So that nothing is lost, restate each entry exactly as supplied.

Source information
------------------------------

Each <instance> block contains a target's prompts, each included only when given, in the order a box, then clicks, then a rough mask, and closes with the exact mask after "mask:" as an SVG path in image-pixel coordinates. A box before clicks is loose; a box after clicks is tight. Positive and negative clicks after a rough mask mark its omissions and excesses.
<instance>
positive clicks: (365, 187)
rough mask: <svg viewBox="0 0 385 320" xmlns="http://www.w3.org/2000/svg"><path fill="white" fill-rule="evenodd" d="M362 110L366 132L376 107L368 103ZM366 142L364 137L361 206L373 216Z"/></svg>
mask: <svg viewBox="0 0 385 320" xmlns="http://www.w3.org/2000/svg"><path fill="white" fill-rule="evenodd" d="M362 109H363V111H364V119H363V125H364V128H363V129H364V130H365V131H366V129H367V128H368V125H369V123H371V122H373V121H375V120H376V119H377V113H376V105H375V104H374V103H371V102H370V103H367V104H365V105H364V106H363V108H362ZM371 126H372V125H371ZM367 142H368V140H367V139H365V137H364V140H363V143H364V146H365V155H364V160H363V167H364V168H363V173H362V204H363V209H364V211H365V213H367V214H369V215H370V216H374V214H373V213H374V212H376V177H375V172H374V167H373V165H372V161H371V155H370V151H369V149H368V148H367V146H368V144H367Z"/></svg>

------------------------------

Solution to this exercise
Each <instance> block contains a target's prompts, each included only when given, in the order a box, then clicks, then a rough mask, and closes with the exact mask after "mask:" as an SVG path in image-pixel coordinates. A box before clicks is loose; a box after clicks is tight. Positive and negative clicks after a rough mask mark its omissions and excesses.
<instance>
positive clicks: (365, 187)
rough mask: <svg viewBox="0 0 385 320" xmlns="http://www.w3.org/2000/svg"><path fill="white" fill-rule="evenodd" d="M362 110L366 132L376 107L368 103ZM366 142L364 137L361 206L373 216Z"/></svg>
mask: <svg viewBox="0 0 385 320" xmlns="http://www.w3.org/2000/svg"><path fill="white" fill-rule="evenodd" d="M362 109H363V111H364V119H363V125H364V128H363V129H364V130H365V131H366V129H367V128H368V125H369V123H371V122H373V121H375V120H376V119H377V113H376V105H375V104H374V103H371V102H370V103H367V104H365V105H364V106H363V108H362ZM371 126H372V125H371ZM367 142H368V140H367V139H365V137H364V140H363V143H364V146H365V155H364V160H363V167H364V168H363V173H362V204H363V209H364V211H365V213H367V214H369V215H370V216H374V214H373V213H374V212H376V177H375V172H374V167H373V165H372V161H371V155H370V151H369V149H368V148H367V146H368V144H367Z"/></svg>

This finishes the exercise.